• _WHAT YOU SHOULD DO_:
Count every line in the entries below that contains the word "yellow", and give only that number.

• _SOURCE DATA_:
# # # # #
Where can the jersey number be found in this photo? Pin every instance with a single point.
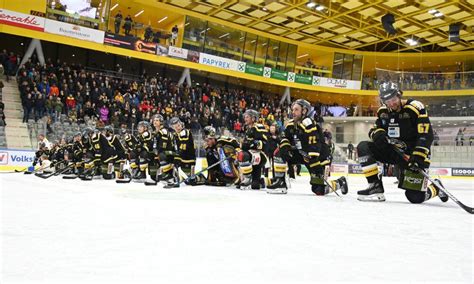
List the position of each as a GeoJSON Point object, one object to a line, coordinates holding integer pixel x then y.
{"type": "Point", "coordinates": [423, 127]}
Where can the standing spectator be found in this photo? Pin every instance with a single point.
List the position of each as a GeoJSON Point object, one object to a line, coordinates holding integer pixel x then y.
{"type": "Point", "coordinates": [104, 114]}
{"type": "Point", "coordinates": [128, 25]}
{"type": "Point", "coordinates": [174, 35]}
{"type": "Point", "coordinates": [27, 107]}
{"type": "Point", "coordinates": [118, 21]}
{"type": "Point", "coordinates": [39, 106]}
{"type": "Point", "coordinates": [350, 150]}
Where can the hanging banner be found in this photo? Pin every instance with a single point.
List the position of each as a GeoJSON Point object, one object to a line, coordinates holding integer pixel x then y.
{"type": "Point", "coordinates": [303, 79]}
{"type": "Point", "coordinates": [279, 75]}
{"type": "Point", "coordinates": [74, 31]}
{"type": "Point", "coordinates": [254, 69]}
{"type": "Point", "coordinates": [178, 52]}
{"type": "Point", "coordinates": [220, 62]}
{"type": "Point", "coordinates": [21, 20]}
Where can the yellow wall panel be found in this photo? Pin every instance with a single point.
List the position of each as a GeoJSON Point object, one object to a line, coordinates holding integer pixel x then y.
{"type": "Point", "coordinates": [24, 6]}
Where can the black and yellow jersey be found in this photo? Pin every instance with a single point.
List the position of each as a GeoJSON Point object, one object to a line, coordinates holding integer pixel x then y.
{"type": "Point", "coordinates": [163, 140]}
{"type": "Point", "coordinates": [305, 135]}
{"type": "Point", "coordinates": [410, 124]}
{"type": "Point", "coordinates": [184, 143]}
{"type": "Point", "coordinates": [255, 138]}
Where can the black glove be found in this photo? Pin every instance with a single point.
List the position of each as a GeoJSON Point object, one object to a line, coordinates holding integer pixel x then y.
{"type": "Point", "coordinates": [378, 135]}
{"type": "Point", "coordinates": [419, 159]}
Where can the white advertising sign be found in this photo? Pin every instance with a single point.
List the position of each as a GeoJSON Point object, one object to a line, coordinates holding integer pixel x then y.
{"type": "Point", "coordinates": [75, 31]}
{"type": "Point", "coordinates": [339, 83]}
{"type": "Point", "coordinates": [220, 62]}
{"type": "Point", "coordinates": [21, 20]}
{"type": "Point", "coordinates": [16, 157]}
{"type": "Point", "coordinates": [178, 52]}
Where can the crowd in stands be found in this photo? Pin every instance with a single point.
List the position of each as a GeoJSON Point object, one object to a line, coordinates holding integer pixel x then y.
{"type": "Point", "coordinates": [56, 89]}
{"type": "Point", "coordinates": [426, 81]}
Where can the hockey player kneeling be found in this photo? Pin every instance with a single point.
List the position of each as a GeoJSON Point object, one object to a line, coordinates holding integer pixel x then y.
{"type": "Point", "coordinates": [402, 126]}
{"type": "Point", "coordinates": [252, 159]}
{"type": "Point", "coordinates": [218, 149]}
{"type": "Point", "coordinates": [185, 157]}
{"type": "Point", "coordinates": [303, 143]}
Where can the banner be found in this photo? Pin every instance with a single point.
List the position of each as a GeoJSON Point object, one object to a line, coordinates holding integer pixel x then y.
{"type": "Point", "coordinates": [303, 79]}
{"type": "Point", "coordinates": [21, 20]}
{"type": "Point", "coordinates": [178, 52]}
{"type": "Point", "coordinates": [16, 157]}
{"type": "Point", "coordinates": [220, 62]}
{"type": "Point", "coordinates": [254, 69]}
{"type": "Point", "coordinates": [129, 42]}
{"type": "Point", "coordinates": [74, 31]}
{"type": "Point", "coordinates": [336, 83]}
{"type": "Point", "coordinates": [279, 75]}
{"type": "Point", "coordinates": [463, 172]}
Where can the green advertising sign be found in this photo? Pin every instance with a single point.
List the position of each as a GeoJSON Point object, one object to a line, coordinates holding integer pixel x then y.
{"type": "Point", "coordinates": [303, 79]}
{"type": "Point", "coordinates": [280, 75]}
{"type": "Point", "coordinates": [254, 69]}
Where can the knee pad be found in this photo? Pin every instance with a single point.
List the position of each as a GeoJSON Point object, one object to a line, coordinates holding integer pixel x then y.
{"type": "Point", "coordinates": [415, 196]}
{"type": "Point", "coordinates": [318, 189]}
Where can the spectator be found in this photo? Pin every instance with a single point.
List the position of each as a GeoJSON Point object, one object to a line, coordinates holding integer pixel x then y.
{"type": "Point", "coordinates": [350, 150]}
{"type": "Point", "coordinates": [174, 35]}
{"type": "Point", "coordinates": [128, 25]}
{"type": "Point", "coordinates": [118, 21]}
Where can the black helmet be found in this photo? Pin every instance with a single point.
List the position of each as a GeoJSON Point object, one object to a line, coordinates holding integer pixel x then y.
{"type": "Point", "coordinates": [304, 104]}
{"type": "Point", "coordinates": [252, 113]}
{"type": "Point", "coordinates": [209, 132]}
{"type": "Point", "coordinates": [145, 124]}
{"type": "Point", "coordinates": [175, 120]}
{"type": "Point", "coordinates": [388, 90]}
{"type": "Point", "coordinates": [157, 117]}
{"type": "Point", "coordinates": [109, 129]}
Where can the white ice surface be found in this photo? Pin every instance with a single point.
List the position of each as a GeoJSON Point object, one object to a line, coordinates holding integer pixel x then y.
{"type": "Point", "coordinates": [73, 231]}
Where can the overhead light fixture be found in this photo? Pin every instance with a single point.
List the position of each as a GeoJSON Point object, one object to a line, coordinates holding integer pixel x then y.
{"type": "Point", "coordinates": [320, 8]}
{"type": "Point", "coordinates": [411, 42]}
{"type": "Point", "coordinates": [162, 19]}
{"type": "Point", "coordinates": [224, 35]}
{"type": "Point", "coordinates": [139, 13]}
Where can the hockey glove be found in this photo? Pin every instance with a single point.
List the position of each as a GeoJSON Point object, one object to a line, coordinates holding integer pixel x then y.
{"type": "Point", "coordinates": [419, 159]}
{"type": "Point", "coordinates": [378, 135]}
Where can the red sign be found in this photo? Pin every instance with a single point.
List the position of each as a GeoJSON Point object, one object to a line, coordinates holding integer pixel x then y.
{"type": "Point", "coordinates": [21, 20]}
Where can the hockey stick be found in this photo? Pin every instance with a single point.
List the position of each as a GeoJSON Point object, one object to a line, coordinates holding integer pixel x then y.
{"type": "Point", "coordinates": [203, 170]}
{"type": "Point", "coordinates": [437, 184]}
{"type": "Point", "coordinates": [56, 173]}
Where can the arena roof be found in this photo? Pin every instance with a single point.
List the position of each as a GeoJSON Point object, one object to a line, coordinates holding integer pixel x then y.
# # # # #
• _THE ANSWER_:
2